(Task to carry out):
Convert the data below into a numbered list with one line per item, leaving out any blank lines.

(Data provided):
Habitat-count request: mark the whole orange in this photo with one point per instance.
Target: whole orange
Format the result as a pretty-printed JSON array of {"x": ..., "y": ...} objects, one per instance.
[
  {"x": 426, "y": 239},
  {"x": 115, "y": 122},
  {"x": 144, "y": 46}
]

(Exercise response):
1. Habitat-count request: mark the whole orange in this photo with one point per instance.
2. Target: whole orange
3. Format the result as a pretty-printed JSON array of {"x": ..., "y": ...} objects, one per instance.
4. [
5.   {"x": 426, "y": 239},
6.   {"x": 115, "y": 122},
7.   {"x": 144, "y": 46}
8. ]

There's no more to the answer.